- _REQUIRED WORK_: Reproduce every line of the listing below word for word, changing nothing.

[Bounding box labeling entries]
++++++++++++++++++++

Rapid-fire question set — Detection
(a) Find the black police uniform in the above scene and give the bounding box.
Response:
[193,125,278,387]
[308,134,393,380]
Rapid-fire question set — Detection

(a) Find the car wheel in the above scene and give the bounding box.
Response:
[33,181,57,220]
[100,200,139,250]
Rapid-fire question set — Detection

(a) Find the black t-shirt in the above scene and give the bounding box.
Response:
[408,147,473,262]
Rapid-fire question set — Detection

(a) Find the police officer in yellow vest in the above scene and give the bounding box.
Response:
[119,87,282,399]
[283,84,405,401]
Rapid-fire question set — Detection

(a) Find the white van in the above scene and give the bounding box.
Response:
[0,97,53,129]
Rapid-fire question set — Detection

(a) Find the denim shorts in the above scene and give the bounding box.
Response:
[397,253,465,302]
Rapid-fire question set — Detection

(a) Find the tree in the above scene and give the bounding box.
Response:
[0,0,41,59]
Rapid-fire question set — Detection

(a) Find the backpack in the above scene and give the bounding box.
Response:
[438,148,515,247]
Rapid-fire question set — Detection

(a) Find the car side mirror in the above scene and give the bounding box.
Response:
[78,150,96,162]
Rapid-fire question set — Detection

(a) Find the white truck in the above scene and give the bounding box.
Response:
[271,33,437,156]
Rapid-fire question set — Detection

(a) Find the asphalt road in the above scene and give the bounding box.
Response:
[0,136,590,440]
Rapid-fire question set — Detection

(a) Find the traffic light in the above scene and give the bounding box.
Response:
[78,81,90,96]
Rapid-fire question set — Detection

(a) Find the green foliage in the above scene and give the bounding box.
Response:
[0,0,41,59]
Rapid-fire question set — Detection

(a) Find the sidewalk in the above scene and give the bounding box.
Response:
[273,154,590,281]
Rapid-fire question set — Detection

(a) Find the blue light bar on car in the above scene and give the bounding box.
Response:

++++++++++++++++++++

- _RESPONSE TO THIS EXERCISE_:
Rapid-fire question set — Detection
(a) Find the black police uniform in the above scene and give the bounding box.
Response:
[193,125,278,387]
[308,134,393,380]
Rapid-fire question set — Detection

(a) Find the car wheel in the above scene and give the bounding box.
Response:
[33,181,57,220]
[100,200,139,250]
Rapid-fire question set — Detection

(a) Find the black t-shirt in the above scene and give the bounding box.
Response:
[408,147,473,262]
Rapid-fire question set — Detection

(a) Find the police officer in yellow vest in the above scene and give the bounding box.
Response:
[119,87,282,399]
[283,84,405,401]
Rapid-fire question set — Detection

(a) Find the white van in the above scene and give the bounding box.
Response:
[0,97,53,129]
Rapid-fire question set — Detection

(a) Find the denim shorts in the above scene and give the bounding box.
Response:
[397,253,465,302]
Rapid-fire question set — Detection

(a) Find the tree in the above scene and give the bounding box.
Response:
[0,0,41,59]
Rapid-fire question set — Detection

(a) Find the backpack in the above scene and give the bounding box.
Response:
[438,148,515,247]
Rapid-fire question set — Detection

(a) Find the car side mirror in the above scene and give the bounding box.
Response:
[78,150,96,162]
Rapid-fire question set — Detection

(a) Find the white truck in the above scene and give the bounding box.
Response:
[271,33,437,156]
Rapid-fire question set — Detection

(a) Find the asphalt road in the above scene and give the bounding box.
Response:
[0,136,590,440]
Rapid-fire question set — Detection

(a) Find the traffic light in the above scene and give the bounding box.
Response:
[78,81,90,96]
Rapid-fire question set — Detection

(a) Find the green foliage in the above scene and give the bounding box.
Response:
[0,0,41,59]
Rapid-fire question set — Detection

(a) Find the sidewalk in the above scene and give the bounding box.
Response:
[273,154,590,281]
Rapid-fire question set — Detection

(a) Find the blue light bar on car in the above scene and give the bounding box.
Response:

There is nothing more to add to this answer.